EXERCISE DETAILS: Every entry, from the first line to the last, should be output exactly.

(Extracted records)
* * * * *

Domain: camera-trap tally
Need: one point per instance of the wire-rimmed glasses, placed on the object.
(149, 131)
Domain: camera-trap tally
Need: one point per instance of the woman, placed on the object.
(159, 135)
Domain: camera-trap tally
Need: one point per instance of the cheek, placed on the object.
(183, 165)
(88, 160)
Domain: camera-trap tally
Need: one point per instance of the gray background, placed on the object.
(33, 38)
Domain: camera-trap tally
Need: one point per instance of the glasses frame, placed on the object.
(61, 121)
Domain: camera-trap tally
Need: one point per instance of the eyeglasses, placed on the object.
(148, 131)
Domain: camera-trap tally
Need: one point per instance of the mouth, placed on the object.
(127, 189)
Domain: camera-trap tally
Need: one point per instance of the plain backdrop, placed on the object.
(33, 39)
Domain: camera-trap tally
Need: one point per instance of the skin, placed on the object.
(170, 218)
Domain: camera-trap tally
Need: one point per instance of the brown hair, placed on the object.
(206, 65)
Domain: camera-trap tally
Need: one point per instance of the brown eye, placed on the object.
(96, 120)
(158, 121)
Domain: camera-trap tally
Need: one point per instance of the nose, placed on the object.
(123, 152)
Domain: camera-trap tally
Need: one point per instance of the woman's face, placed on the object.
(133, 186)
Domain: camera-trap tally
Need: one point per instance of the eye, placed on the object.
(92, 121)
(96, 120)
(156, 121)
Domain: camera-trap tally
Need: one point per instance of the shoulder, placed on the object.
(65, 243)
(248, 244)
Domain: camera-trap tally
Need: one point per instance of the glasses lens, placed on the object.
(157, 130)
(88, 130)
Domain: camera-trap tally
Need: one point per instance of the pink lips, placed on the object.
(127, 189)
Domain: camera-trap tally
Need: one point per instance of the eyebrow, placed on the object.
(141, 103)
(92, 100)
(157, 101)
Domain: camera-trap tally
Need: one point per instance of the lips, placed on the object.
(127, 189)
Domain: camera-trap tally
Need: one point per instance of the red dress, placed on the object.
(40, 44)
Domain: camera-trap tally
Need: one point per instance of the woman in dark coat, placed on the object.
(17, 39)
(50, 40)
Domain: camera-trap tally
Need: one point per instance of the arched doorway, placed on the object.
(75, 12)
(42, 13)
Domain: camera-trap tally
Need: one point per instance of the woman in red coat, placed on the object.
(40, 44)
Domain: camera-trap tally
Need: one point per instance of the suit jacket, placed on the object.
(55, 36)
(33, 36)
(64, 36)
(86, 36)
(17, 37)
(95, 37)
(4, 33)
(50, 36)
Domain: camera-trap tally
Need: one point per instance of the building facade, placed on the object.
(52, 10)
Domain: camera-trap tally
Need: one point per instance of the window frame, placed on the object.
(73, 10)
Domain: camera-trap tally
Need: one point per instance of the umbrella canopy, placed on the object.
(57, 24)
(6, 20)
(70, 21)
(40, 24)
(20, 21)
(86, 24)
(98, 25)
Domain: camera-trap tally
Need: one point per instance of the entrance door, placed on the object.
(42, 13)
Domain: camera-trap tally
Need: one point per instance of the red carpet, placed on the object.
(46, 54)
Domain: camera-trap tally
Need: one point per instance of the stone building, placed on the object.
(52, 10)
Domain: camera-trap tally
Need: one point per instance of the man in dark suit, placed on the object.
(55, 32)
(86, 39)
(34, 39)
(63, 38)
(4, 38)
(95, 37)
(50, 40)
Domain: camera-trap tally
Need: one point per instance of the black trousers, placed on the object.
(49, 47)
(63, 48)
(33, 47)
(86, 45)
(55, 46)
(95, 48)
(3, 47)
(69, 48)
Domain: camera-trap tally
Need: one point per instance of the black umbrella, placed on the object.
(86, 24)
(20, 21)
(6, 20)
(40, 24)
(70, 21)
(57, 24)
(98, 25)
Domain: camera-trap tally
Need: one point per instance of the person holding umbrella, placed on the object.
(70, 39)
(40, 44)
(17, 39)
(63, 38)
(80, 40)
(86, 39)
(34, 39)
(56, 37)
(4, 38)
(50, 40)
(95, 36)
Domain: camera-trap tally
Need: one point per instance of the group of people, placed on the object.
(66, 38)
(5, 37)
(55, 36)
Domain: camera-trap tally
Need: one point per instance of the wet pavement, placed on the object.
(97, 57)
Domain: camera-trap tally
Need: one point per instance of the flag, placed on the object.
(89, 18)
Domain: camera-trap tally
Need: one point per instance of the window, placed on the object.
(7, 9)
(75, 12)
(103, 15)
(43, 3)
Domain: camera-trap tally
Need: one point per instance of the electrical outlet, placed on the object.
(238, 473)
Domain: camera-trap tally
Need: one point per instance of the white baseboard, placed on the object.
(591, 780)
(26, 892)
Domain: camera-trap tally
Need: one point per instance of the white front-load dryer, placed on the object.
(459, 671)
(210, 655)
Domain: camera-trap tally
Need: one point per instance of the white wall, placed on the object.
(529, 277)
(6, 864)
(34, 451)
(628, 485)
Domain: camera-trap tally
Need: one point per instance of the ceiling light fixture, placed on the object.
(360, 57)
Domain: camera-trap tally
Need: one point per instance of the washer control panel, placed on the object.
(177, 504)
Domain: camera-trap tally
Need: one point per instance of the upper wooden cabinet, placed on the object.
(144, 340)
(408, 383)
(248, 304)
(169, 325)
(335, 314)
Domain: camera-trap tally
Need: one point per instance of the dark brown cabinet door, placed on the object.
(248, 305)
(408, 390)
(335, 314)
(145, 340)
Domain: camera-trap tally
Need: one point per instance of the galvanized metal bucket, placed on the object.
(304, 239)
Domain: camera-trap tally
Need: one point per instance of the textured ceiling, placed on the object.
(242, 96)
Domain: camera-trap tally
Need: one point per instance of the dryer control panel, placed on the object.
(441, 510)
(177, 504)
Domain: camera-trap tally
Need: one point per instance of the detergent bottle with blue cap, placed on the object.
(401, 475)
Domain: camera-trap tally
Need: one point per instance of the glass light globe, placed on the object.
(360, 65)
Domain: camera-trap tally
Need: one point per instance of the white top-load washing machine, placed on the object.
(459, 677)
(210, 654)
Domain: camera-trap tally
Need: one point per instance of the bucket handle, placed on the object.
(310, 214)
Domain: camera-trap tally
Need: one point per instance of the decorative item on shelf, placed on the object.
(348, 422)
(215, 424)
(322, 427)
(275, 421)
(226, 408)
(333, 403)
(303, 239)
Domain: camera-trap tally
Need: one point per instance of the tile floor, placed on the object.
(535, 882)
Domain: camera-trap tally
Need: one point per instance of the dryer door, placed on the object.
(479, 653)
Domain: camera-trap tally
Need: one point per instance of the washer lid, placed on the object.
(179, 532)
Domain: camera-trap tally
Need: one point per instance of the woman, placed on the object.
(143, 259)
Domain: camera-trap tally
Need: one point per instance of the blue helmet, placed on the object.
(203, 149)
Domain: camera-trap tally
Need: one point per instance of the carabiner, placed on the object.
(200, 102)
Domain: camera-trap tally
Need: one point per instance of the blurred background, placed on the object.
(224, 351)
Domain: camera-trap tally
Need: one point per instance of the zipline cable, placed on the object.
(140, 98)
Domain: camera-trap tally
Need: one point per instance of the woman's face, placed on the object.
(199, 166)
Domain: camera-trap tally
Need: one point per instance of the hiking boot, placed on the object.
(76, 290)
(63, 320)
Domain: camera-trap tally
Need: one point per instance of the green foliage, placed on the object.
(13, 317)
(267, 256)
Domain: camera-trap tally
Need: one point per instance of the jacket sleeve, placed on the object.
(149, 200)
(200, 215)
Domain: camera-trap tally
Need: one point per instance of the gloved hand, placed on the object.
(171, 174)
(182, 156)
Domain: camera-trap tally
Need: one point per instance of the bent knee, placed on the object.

* * * * *

WORKED SOLUTION:
Domain: camera-trap tally
Need: one point per instance of the wire-rimmed glasses, placed on the object.
(149, 131)
Domain: camera-trap tally
Need: one point per instance of the woman, placed on the object.
(159, 135)
Domain: camera-trap tally
Need: one point per instance of the cheek, placed on the object.
(183, 165)
(88, 160)
Domain: camera-trap tally
Need: one point per instance of the gray background, placed on the object.
(33, 38)
Domain: camera-trap tally
Need: one point per instance of the glasses frame, placed on the object.
(61, 121)
Domain: camera-trap tally
Need: one point per instance of the eyeglasses, placed on the object.
(148, 131)
Domain: camera-trap tally
Need: one point per instance of the mouth, placed on the object.
(127, 189)
Domain: camera-trap tally
Need: one point per instance of the plain backdrop, placed on the object.
(33, 39)
Domain: camera-trap tally
Need: one point per instance of the skin, placed on the object.
(170, 218)
Domain: camera-trap tally
Need: one point per instance of the brown hair, placed on the object.
(206, 65)
Domain: camera-trap tally
Need: one point per instance of the brown eye, placed on the object.
(96, 120)
(158, 121)
Domain: camera-trap tally
Need: one point per instance of the nose, placed on the object.
(123, 152)
Domain: camera-trap tally
Need: one point per instance of the woman's face, placed on the object.
(133, 186)
Domain: camera-trap tally
Need: one point per instance of the eye, placed on the object.
(92, 121)
(96, 120)
(156, 121)
Domain: camera-trap tally
Need: one point per instance of the shoulder, placed on the object.
(65, 243)
(248, 244)
Domain: camera-trap tally
Need: one point per instance of the glasses lens, placed on the object.
(157, 130)
(88, 130)
Domain: camera-trap tally
Need: one point per instance of the pink lips, placed on the object.
(127, 189)
Domain: camera-trap tally
Need: one point per instance of the eyebrow, placed on the object.
(141, 103)
(92, 100)
(157, 101)
Domain: camera-trap tally
Need: one point per instance of the lips, placed on the object.
(127, 189)
Domain: camera-trap tally
Need: one point per instance of the red dress, placed on the object.
(40, 44)
Domain: camera-trap tally
Need: one point per instance of the woman in dark coat, placed on the object.
(17, 39)
(50, 40)
Domain: camera-trap tally
Need: one point per instance of the arched doorway, placed on the object.
(75, 12)
(42, 13)
Domain: camera-trap tally
Need: one point per instance of the woman in red coat, placed on the object.
(40, 44)
Domain: camera-trap tally
Need: one point per instance of the suit jacket, placed on the object.
(55, 36)
(33, 36)
(64, 36)
(86, 36)
(17, 37)
(95, 37)
(4, 33)
(50, 36)
Domain: camera-trap tally
Need: one point per instance of the building facade, placed on the object.
(52, 10)
Domain: camera-trap tally
Need: one point per instance of the window frame, placed on the object.
(73, 10)
Domain: camera-trap tally
Need: one point per instance of the umbrella canopy, placed on the object.
(57, 24)
(6, 20)
(70, 21)
(40, 24)
(20, 21)
(86, 24)
(98, 25)
Domain: camera-trap tally
Need: one point per instance of the entrance door, placed on the object.
(42, 13)
Domain: camera-trap tally
Need: one point per instance of the red carpet, placed on the object.
(46, 54)
Domain: camera-trap tally
Need: one point per instance of the stone building, placed on the object.
(52, 10)
Domain: camera-trap tally
Need: one point per instance of the man in dark suit, placed on the object.
(55, 32)
(86, 39)
(34, 39)
(63, 38)
(4, 38)
(95, 37)
(50, 40)
Domain: camera-trap tally
Need: one point per instance of the black trousers, placed on the object.
(49, 47)
(63, 48)
(33, 47)
(86, 45)
(55, 46)
(95, 48)
(3, 47)
(69, 48)
Domain: camera-trap tally
Need: one point per instance of the black umbrella, placed on the object.
(86, 24)
(20, 21)
(6, 20)
(40, 24)
(70, 21)
(57, 24)
(98, 25)
Domain: camera-trap tally
Need: one point per instance of the person holding umbrella, placed on the object.
(70, 39)
(40, 44)
(17, 39)
(63, 38)
(80, 40)
(86, 39)
(34, 39)
(56, 37)
(4, 38)
(50, 40)
(95, 36)
Domain: camera-trap tally
Need: one point per instance of the group of people, placed on the object.
(66, 38)
(5, 37)
(55, 36)
Domain: camera-trap tally
Need: one point per instance of the wet pavement, placed on the object.
(97, 57)
Domain: camera-trap tally
Need: one point per instance of the flag, placed on the object.
(89, 18)
Domain: camera-trap tally
Need: one point per instance of the window, placed on the object.
(7, 9)
(75, 12)
(103, 15)
(43, 3)
Domain: camera-trap tally
Need: one point per instance of the electrical outlet, placed on the object.
(238, 473)
Domain: camera-trap tally
Need: one point per instance of the white baseboard, placed on the object.
(591, 780)
(26, 892)
Domain: camera-trap tally
Need: one point per instance of the white front-load dryer, placed on the object.
(459, 671)
(210, 655)
Domain: camera-trap tally
Need: one point per instance of the white wall, placed on the object.
(529, 277)
(6, 864)
(34, 451)
(628, 485)
Domain: camera-trap tally
Need: one point per instance of the ceiling light fixture, placed on the object.
(360, 57)
Domain: camera-trap tally
Need: one point per instance of the washer control panel, placed on the object.
(177, 504)
Domain: camera-trap tally
Need: one point per instance of the upper wooden cabinet, placed on the object.
(144, 340)
(408, 383)
(248, 304)
(169, 325)
(335, 314)
Domain: camera-trap tally
Need: one point per instance of the dark brown cabinet door, placed on the object.
(248, 305)
(408, 390)
(335, 314)
(145, 340)
Domain: camera-trap tally
Need: one point per instance of the galvanized metal bucket, placed on the object.
(304, 239)
Domain: camera-trap tally
Need: one point per instance of the textured ceiling, placed on the object.
(242, 96)
Domain: camera-trap tally
Need: one point per instance of the dryer control panel, placed on the object.
(441, 510)
(177, 504)
Domain: camera-trap tally
Need: one point per instance of the detergent bottle with blue cap, placed on the object.
(401, 475)
Domain: camera-trap tally
Need: one point per instance of the glass light globe, placed on the object.
(360, 65)
Domain: camera-trap tally
Need: one point per instance of the white top-load washing machine, placed on the object.
(459, 677)
(210, 654)
Domain: camera-trap tally
Need: one point per instance of the bucket handle, placed on the object.
(310, 214)
Domain: camera-trap tally
Need: one point per instance of the decorative item on shelf, placed on the object.
(348, 422)
(215, 424)
(322, 427)
(275, 421)
(226, 408)
(333, 403)
(303, 239)
Domain: camera-trap tally
Need: one point per instance of the tile floor, placed on the object.
(535, 882)
Domain: camera-trap tally
Need: one point per instance of the dryer door, placed on the object.
(479, 653)
Domain: camera-trap tally
Need: one point per instance of the washer lid, placed on the object.
(179, 532)
Domain: camera-trap tally
Need: one point per instance of the woman, placed on the object.
(143, 259)
Domain: camera-trap tally
Need: one point per instance of the blue helmet, placed on the object.
(203, 149)
Domain: camera-trap tally
Need: one point per instance of the carabiner, placed on the object.
(200, 102)
Domain: camera-trap tally
Need: one point per instance of the blurred background, placed on the object.
(224, 351)
Domain: camera-trap tally
Need: one point per instance of the zipline cable, placed on the object.
(140, 98)
Domain: camera-trap tally
Need: one point per instance of the woman's face, placed on the object.
(199, 166)
Domain: camera-trap tally
Need: one point per instance of the hiking boot, placed on the object.
(76, 290)
(63, 320)
Domain: camera-trap tally
Need: one point per instance of the green foliage, placed on the object.
(13, 317)
(267, 256)
Domain: camera-trap tally
Need: one point per instance of the jacket sleeve, placed on the object.
(149, 200)
(200, 215)
Domain: camera-trap tally
Need: one point per instance of the gloved hand, placed on the object.
(171, 174)
(182, 156)
Domain: camera-trap tally
Need: one point per instance of the bent knee, placed on the object.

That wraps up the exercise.